JOB>
Arrange the lines of the data below as a numbered list, starting at the line that contains "In the photo above, where can the rusty" and ending at the line that contains "column 90, row 108". Leave out any blank lines.

EXERCISE INPUTS>
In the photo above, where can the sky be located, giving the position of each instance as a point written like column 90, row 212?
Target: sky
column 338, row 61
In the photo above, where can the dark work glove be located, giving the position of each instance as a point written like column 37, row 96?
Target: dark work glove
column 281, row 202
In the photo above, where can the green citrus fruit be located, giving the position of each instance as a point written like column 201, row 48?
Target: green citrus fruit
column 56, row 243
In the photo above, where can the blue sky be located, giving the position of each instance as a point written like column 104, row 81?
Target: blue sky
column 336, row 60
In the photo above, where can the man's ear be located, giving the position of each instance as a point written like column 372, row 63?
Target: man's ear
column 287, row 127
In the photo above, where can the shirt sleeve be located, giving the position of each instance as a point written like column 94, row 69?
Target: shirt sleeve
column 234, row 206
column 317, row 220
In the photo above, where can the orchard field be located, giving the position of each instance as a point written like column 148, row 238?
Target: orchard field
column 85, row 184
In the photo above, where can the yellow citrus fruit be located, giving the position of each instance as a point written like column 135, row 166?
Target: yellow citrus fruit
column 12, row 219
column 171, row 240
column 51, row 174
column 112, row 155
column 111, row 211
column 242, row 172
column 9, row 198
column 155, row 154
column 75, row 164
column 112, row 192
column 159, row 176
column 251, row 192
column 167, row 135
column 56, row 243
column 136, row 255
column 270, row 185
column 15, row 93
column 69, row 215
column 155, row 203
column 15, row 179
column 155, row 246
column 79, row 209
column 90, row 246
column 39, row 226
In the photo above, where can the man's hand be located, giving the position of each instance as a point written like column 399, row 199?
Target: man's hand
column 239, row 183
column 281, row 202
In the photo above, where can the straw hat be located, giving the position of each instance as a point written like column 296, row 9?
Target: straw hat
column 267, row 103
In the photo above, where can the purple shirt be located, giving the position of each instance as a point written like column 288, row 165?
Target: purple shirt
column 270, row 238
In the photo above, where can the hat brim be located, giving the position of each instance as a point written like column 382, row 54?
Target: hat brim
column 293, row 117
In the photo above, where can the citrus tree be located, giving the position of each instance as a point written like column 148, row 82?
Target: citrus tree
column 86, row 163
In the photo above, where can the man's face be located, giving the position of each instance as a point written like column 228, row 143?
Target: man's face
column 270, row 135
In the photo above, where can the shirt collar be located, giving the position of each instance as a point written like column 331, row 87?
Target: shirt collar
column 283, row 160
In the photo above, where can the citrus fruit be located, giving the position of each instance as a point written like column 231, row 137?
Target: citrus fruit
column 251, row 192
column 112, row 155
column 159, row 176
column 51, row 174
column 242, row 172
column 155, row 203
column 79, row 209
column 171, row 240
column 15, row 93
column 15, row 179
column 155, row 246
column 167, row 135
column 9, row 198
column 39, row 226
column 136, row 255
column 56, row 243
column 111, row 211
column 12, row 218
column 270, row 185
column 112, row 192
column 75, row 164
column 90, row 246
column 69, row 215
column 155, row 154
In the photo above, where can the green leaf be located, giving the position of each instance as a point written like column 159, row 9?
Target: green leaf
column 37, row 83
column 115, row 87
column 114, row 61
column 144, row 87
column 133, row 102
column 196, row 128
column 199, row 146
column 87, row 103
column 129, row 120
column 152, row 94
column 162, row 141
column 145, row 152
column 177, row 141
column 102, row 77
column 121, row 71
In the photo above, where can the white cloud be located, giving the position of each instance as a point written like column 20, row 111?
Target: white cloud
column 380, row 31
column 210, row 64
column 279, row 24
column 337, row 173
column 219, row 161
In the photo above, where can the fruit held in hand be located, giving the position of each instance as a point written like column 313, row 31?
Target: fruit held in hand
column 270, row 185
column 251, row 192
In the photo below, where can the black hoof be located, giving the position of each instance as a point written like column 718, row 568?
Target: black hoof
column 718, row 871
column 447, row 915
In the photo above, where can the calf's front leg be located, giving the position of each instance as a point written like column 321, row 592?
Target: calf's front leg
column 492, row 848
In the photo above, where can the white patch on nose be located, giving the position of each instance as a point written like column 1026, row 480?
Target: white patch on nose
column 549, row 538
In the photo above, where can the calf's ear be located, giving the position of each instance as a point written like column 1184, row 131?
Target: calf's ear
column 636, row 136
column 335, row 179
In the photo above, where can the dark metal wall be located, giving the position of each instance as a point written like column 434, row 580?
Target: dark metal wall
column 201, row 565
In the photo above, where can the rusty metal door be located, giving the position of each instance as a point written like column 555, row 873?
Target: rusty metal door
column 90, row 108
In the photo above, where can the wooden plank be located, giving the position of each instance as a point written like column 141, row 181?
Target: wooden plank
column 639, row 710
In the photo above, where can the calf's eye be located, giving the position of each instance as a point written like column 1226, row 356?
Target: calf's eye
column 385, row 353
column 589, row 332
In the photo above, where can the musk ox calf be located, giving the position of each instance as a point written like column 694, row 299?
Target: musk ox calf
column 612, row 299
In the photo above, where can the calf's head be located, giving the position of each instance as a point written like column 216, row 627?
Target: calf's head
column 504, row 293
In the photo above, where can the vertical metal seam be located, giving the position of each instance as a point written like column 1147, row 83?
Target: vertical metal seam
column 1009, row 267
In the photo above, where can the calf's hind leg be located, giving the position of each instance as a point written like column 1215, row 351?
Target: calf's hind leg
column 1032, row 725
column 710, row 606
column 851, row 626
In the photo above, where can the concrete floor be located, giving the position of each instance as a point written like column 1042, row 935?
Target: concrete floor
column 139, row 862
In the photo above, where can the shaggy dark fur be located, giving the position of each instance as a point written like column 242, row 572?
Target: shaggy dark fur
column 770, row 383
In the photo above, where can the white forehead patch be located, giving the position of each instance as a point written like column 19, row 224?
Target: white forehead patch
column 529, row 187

EXERCISE OUTPUT>
1. In the photo above, where can the rusty metal door be located, giving the position of each instance as a point written like column 555, row 873?
2. Target: rusty metal door
3. column 90, row 108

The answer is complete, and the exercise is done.